══ Entries shown ══

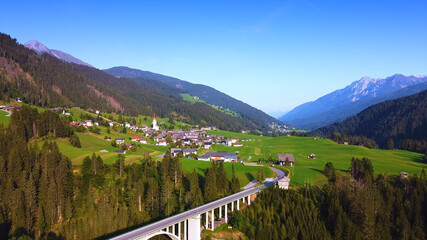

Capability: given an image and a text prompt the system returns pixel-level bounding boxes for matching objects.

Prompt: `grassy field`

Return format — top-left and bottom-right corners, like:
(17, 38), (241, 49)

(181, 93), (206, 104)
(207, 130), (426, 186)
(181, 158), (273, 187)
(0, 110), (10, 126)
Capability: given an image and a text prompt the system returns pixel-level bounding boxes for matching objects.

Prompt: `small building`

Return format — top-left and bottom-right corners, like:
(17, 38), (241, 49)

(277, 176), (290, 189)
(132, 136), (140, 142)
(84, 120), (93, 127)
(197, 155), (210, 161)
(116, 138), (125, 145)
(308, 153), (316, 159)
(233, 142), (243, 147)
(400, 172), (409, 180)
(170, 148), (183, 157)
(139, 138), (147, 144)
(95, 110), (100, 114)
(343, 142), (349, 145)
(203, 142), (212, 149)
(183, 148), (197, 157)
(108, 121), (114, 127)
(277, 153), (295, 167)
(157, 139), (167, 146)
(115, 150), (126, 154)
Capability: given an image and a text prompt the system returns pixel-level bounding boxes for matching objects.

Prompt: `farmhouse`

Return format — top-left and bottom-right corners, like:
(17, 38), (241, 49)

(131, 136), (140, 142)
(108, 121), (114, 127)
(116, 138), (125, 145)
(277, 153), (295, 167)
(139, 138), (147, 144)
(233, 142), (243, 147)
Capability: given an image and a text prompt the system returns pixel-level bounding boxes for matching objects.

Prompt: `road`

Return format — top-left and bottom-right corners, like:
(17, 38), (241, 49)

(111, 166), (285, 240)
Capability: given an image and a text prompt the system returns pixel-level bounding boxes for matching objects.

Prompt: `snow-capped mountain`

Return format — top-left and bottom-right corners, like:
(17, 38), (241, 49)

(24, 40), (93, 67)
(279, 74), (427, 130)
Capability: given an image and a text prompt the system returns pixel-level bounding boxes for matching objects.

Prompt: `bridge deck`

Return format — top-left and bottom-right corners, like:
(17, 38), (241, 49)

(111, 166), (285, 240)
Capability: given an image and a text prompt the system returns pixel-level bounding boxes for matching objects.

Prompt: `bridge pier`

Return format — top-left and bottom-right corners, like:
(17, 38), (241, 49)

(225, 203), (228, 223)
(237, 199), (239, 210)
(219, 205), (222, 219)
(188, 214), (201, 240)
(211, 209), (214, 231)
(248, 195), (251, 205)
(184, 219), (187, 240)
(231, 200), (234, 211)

═══
══ Entries shown ══

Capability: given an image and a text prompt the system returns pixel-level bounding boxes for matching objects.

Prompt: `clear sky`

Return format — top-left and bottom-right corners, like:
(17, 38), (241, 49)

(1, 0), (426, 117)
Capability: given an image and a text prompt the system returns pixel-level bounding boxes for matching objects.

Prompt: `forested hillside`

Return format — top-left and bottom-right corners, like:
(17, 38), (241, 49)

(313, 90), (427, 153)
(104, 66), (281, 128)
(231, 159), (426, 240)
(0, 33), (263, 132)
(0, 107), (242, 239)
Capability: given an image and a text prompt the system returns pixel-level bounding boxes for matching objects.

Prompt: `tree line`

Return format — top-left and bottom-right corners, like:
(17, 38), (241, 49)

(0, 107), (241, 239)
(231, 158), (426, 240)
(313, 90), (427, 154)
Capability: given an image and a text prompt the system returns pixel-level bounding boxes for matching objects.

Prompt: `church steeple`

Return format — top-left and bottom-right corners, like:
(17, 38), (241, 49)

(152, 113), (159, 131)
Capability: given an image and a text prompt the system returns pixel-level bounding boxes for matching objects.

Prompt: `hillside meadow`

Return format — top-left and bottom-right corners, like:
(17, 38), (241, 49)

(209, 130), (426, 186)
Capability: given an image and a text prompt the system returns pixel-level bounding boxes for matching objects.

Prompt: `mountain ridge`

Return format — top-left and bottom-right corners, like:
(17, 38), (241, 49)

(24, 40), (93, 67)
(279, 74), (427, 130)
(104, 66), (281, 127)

═══

Task details :: Every line above with the string "bridge" in it should be copied into the answer.

Exercise output ::
Prompt: `bridge deck`
Prompt: `bridge pier`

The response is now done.